▸ **List of tasks**
#1 Transcribe the earthkit-climate performance notebook starting at "# Performance Analysis: Earthkit-Climate" and ending at "without specific optimizations.".
#2 According to the earthkit-climate performance notebook, which CPU was the analysis run on?
--- start of Document segment ---
# Performance Analysis: Earthkit-Climate Indicators

This notebook provides a comparative performance analysis of the `earthkit-climate` indicators on the SSP5-8.5 dataset. We compare two execution modes:
1. **Lazy Execution**: The baseline approach where dask graphs are built and executed without specific optimizations.
2. **Optimized Execution**: An enhanced approach using pre-computation of heavy statistics (like percentiles) and strategic re-chunking.

We profile 5 key indicators:
- **WSDI**: Warm Spell Duration Index
- **CWD**: Maximum Consecutive Wet Days
- **DTR**: Daily Temperature Range
- **HDD**: Heating Degree Days
- **SDII**: Simple Daily Precipitation Intensity Index

In [1]:
import os
import warnings

from earthkit.data import config

warnings.filterwarnings("ignore")

# Configure robust caching to avoid re-downloading
cache_dir = os.path.expanduser("~/.cache/earthkit/data")
os.makedirs(cache_dir, exist_ok=True)
settings_earthkit = {
    "cache-policy": "user",
    "temporary-directory-root": cache_dir,
}
config.set(settings_earthkit)

In [2]:
import os

from IPython.display import Markdown, display


def get_cpu_info():
    try:
        with open("/proc/cpuinfo", "r") as f:
            for line in f:
                if "model name" in line:
                    return line.split(":")[1].strip()
    except Exception:
        return "Unknown CPU"
    return "Unknown CPU"


def get_ram_info():
    try:
        with open("/proc/meminfo", "r") as f:
            for line in f:
                if "MemTotal" in line:
                    total_kb = int(line.split()[1])
                    return f"{total_kb / 1024 / 1024:.1f} GB"
    except Exception:
        return "Unknown RAM"
    return "Unknown RAM"


cpu_model = get_cpu_info()
ram_size = get_ram_info()

display(
    Markdown(f"""
## Resources Used

### Hardware Configuration
The performance analysis was conducted on the following hardware (dynamically detected):
- **CPU**: {cpu_model}
- **RAM**: {ram_size}
""")
)


## Resources Used

### Hardware Configuration
The performance analysis was conducted on the following hardware (dynamically detected):
- **CPU**: AMD Ryzen 5 5500H with Radeon Graphics
- **RAM**: 15.0 GB


In [3]:
import os
from typing import Any, Dict, List

import xarray as xr
from IPython.display import Markdown, display

import earthkit.data

# Dataset URLs
DATASET_URLS = [
    "https://sites.ecmwf.int/repository/earthkit-climate/tasmax_gridded_day_CMIP6_ACCESS-CM2_r1i1p1f1_deepESD_day_historical.nc",
    "https://sites.ecmwf.int/repository/earthkit-climate/tasmax_gridded_day_CMIP6_ACCESS-CM2_r1i1p1f1_deepESD_day_ssp585.nc",
    "https://sites.ecmwf.int/repository/earthkit-climate/tasmin_gridded_day_CMIP6_ACCESS-CM2_r1i1p1f1_deepESD_day_ssp585.nc",
    "https://sites.ecmwf.int/repository/earthkit-climate/pr_gridded_day_CMIP6_ACCESS-CM2_r1i1p1f1_deepESD_day_ssp585.nc",
]


def format_size(size_bytes: float) -> str:
    """
    Convert a byte size into a human-readable string.
--- end of Document segment ---
--- start of Data listing ---
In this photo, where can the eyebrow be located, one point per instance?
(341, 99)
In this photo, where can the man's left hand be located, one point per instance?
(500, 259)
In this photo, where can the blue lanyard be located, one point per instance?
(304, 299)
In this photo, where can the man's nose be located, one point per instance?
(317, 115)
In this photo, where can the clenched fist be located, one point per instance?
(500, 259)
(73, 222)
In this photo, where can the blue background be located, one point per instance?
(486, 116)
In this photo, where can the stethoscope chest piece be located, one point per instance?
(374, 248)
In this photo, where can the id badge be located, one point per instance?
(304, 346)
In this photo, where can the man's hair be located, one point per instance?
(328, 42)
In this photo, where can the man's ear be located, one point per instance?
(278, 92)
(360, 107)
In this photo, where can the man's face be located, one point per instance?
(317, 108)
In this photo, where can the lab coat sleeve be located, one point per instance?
--- end of Data listing ---
▸ **Response list**
#1
# Performance Analysis: Earthkit-Climate Indicators

This notebook provides a comparative performance analysis of the `earthkit-climate` indicators on the SSP5-8.5 dataset. We compare two execution modes:
1. **Lazy Execution**: The baseline approach where dask graphs are built and executed without specific optimizations.

#2 AMD Ryzen 5 5500H with Radeon Graphics